> Page excerpt
* * *

Property prices in Paris- screened

Prices have soared in the capital, and have broken all records. However, this boom time could be over soon.

2010 was clearly marked as a year of price increases. And in 2011, Paris continued its mad rise with investors willing to pay huge sums for tiny studios. These runaway prices blew an already overheated market into a frenzy (+ 21% in a year). With demand outstripping supply, Paris is one of the most expensive capitals in the world. The average price per square meter has exceeded 8000 Euros.


1st, 2nd, 3rd, 4th arrondissement: Supreme luxury.

Living in the heart of Paris is now a luxury reserved to wealthy people. The first four districts rarely have French property up for sale  and benefited from the euphoria with prices over 20% higher than before.

Popular with tourists attracted to its luxury boutiques, bistros and elegant apartments, the 1st arrondissement is world away from the crisis.

Recently, a Parisian fell in love with a 53 m2 apartment, located on the first floor of a building in the Rue des Lombards, for sale at 450 000 Euros. Even so, with the restructuring of the Forum des Halles planned for 2016 which will no doubt beautify the neighbourhood, the value may increase yet.

Former stronghold of clothes wholesalers, the 2nd arrondissement has also benefited from the euphoria. Driven by the attractive pedestrian district of Montorgueil, demand is rising.

Now the 3rd arrondissement is not only the Place des Vosges and its charming streets, but also encompasses the Rue Du Foin. The quartier Bretagne also broke records (20.6% in a year). It is an accelerated movement due to buyers competing in geographically small areas.

Praised by the Italians, the 4th arrondissement continued its prodigious ascent, with prices up 25% year on year. Among the most expensive neighbourhoods in the capital, alongside Saint-Germain-des-Prés and the Invalides, the historic Marais district, known for its unparalleled charm, beautiful character houses  with exposed beams, continues to appeal beyond the reasonable.


5th, 6th: so few, so expensive.

The Left Bank spirit has gone mad. With fans willing to pay the price of gold for every square meter between the Pantheon and Saint-Germain-des-Prés, the 5th and 6th districts remain the most sought after and are expensive. Moreover,  owners tend to be  very attached to this area, so they aren’t in a hurry to sell, which maintains the shortage.


7th, 8th, 16th, 17th: Golden values.

This year, the beautiful areas of the west of Paris, safe values in an overheating market, were very sought after indeed. So much so that sales of Haussmann style apartments, with parquet floors, moldings and fireplaces, broke all records.

In the 7th arrondissement, foreigner buyers represent from 15 to 30% of all transactions. However, there are also a lot of French after  a safe investment buy.

In the 8th arrondissement, prices have certainly continued to increase (+ 17%), but they remain within the limits of normality.

Safe thanks to its typical chic Haussmann apartments, the 16th had a nice surge in late 2010, with increases between 20 and 25%. However, we’re also seeing aprice stabilisation.

* * *

> Exercise prompt
Please answer these questions using the Paris property article above.
1. What amount has the average price per square meter in Paris exceeded?
2. By what percentage did prices in the 4th arrondissement rise year on year?
3. What share of all transactions in the 7th arrondissement do foreign buyers represent?

> Data rows
* * *

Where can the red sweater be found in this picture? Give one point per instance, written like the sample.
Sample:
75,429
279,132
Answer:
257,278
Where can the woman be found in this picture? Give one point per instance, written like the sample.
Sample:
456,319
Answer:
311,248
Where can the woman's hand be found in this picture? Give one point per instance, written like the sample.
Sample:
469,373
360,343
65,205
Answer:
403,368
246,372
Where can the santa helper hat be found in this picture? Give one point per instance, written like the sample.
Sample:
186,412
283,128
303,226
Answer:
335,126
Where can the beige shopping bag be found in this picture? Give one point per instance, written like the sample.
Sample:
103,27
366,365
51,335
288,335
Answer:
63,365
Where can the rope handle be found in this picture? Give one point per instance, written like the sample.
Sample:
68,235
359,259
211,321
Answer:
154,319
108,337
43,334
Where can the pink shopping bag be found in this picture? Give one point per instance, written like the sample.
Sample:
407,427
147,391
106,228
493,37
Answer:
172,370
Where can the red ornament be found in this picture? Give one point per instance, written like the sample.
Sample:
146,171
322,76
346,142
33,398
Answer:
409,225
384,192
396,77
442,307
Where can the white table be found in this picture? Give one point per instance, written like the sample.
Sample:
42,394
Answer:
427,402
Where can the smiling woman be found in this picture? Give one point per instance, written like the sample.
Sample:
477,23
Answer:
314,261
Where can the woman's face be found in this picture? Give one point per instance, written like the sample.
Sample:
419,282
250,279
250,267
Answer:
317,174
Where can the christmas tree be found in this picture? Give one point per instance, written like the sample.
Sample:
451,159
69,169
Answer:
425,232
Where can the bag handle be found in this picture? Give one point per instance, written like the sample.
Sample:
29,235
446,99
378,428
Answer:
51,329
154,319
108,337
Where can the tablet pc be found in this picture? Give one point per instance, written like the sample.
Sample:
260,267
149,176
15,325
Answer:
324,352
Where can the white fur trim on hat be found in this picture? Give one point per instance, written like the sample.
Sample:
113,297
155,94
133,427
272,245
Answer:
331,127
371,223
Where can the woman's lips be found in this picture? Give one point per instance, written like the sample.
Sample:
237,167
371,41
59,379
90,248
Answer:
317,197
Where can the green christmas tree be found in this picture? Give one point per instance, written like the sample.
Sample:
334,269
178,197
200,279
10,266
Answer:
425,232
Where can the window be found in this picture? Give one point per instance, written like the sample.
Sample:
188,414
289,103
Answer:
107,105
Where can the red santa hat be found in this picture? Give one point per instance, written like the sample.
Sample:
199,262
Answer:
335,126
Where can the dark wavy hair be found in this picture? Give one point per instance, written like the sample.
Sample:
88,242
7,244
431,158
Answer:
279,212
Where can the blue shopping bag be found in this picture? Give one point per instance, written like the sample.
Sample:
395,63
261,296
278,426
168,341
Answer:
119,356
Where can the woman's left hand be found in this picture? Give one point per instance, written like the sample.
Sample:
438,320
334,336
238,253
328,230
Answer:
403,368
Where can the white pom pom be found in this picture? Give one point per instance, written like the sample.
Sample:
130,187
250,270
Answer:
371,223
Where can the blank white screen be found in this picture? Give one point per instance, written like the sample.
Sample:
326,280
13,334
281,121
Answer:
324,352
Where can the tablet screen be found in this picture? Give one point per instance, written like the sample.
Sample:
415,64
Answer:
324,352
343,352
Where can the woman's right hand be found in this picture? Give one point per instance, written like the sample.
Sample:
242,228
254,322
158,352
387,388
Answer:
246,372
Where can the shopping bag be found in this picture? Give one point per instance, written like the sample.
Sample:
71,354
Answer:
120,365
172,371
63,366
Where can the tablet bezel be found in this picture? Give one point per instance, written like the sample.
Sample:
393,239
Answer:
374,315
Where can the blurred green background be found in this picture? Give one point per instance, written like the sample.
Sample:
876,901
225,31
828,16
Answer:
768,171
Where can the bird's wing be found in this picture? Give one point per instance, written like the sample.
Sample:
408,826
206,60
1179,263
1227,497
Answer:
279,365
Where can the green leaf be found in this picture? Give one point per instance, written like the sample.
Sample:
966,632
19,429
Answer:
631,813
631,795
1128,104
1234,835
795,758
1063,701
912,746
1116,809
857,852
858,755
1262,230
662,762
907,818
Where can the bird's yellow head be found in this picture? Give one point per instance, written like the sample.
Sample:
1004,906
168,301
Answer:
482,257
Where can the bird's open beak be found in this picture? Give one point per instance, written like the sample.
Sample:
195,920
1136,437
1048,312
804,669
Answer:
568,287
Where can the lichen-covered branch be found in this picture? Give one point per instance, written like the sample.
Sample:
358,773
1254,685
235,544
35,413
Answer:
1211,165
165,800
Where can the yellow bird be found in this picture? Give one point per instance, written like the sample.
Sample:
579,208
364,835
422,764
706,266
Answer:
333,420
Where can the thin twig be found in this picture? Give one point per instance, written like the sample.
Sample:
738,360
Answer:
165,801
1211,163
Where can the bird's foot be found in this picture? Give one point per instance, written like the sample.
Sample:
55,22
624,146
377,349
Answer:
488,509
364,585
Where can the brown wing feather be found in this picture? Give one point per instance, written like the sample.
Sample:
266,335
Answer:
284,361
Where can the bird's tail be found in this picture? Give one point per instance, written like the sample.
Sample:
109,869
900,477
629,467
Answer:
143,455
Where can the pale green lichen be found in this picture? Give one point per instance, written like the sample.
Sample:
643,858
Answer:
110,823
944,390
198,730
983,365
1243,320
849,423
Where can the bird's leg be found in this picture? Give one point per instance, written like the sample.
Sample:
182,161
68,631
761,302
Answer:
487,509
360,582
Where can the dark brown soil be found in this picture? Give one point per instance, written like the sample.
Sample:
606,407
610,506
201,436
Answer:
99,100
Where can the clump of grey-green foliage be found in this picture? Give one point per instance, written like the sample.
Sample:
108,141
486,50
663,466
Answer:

* * *

> Task response
1. 8000 Euros
2. 25%
3. From 15 to 30%